[start Supplied material]
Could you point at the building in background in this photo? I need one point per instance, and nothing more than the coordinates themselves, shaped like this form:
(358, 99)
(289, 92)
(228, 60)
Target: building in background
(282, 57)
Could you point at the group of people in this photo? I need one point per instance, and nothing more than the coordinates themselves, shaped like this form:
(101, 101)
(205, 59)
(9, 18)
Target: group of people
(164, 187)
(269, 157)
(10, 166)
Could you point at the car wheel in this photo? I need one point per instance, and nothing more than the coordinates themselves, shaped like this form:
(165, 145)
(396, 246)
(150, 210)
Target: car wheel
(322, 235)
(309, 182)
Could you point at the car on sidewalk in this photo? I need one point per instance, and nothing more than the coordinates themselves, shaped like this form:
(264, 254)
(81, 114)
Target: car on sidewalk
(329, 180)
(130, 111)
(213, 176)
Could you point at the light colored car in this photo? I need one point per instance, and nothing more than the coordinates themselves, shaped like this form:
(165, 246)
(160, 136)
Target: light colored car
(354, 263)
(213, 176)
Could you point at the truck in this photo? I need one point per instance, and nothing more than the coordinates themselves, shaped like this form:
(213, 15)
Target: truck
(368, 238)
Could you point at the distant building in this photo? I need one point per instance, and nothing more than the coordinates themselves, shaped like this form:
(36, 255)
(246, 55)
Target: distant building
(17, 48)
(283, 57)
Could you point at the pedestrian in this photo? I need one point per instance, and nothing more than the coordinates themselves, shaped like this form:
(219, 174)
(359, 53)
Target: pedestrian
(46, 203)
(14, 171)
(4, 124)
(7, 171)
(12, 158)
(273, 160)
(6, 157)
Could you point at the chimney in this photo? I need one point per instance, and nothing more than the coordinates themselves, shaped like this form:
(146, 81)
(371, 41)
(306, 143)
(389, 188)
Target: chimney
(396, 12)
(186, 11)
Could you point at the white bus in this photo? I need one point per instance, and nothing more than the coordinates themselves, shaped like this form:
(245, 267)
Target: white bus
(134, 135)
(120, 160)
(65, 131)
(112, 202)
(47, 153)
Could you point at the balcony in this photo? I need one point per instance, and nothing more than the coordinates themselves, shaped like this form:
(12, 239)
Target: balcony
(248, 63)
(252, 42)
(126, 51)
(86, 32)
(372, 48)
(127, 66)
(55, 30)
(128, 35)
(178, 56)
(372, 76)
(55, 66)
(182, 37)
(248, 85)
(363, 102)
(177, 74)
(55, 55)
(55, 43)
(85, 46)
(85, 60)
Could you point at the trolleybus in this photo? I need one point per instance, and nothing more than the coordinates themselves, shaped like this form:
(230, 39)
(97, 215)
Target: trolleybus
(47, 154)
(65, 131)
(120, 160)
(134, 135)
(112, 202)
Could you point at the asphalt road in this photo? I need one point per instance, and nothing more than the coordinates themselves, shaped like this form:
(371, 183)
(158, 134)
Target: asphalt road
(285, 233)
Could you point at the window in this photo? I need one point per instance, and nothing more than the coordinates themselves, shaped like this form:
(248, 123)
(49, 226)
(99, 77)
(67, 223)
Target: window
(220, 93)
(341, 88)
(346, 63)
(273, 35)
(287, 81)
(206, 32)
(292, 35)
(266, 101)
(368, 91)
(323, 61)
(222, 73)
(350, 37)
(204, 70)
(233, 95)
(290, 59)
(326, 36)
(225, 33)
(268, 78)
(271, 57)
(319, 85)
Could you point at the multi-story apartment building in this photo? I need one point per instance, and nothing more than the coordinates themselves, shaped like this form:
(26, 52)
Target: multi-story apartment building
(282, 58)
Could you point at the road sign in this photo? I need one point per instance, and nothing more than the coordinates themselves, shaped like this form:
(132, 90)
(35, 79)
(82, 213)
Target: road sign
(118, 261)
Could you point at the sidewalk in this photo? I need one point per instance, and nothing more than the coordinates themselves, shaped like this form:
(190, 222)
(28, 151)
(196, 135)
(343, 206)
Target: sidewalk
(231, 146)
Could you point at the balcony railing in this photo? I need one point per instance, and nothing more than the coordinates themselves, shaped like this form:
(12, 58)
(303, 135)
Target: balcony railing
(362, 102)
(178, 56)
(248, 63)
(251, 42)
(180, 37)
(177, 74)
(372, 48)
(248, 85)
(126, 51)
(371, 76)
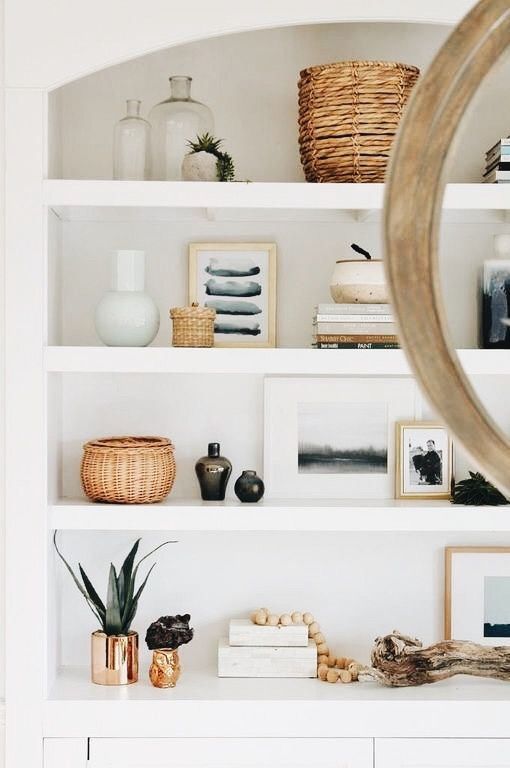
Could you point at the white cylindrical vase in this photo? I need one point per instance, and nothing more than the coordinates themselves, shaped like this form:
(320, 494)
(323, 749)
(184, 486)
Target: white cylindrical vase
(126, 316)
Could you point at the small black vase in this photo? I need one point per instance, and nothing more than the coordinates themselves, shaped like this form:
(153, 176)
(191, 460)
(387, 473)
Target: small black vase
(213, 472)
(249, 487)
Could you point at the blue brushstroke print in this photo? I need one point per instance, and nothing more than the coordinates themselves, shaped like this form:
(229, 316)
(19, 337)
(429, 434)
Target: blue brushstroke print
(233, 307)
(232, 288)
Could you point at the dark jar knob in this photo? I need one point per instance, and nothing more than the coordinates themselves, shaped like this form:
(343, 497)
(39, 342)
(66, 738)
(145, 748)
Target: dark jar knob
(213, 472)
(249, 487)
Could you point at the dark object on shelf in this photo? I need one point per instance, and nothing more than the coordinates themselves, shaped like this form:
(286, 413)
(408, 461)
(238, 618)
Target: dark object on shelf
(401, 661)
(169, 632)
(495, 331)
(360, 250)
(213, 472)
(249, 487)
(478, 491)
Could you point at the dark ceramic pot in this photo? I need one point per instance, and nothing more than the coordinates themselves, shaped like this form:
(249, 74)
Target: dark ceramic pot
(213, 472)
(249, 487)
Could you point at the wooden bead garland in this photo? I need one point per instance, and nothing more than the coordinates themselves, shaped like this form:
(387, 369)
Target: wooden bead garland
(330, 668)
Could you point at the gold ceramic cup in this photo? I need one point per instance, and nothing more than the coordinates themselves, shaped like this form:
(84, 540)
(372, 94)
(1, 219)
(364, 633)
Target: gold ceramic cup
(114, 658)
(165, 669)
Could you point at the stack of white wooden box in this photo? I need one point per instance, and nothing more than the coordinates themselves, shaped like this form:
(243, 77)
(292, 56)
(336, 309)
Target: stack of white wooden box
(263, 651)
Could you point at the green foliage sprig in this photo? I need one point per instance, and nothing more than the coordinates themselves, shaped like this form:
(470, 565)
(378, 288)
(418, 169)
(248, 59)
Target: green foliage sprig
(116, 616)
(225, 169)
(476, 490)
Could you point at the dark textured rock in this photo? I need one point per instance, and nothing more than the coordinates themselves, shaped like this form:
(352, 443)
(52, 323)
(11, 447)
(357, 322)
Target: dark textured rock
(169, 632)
[end Supplied material]
Goal: Rewrite every line from the one containing "Could you point at the dark object" through the end of the entries, shifting each answer coordinate by adding 12 to both of its numbers and leaving all other lines as they are.

Finished exercise:
Could you point at the dark object on shelf in this photo? I need one point per instance, and nothing more than the coordinates themselves, shaped like this form:
(286, 413)
(408, 461)
(238, 618)
Target: dark object on shelf
(413, 673)
(181, 644)
(507, 343)
(372, 262)
(225, 484)
(261, 499)
(490, 503)
Could you point at the dark ceramic pot in this photo? I need one point per instance, and nothing more than the coordinates themselves, shaped like this form:
(249, 74)
Target: dark ceramic pot
(225, 484)
(261, 499)
Could you point at the wooden bead garland in this photo? I need one point per instance, and nothing more than the coordinates themselves, shaped like this form:
(387, 369)
Target: wooden bead garland
(342, 680)
Could you point at the gold ceramic cup in this photo? I need one point per instance, and nothing more than the coordinates themselves, shaped like this form:
(84, 540)
(372, 94)
(1, 219)
(364, 633)
Target: gold ceramic cup
(126, 670)
(177, 681)
Could you point at the stack of white wooden box in this photo? I need one point per instance, and nothing more than the coordinates themselves, shaped like this form:
(243, 77)
(292, 56)
(336, 309)
Target: stack of white wooden box
(275, 663)
Could you point at the green foliage sprig in this photo? I need one point per instance, and nothing more than the coordinates themselves, shaped like this form:
(470, 565)
(378, 288)
(418, 169)
(248, 59)
Target: green foliage sprig
(128, 628)
(237, 181)
(488, 502)
Could you point at the dark textured rock in this photo? I need one point per instance, and nothing more than the coordinates themselves, shaped like this form:
(352, 443)
(52, 323)
(11, 447)
(357, 322)
Target: dark textured rock
(181, 644)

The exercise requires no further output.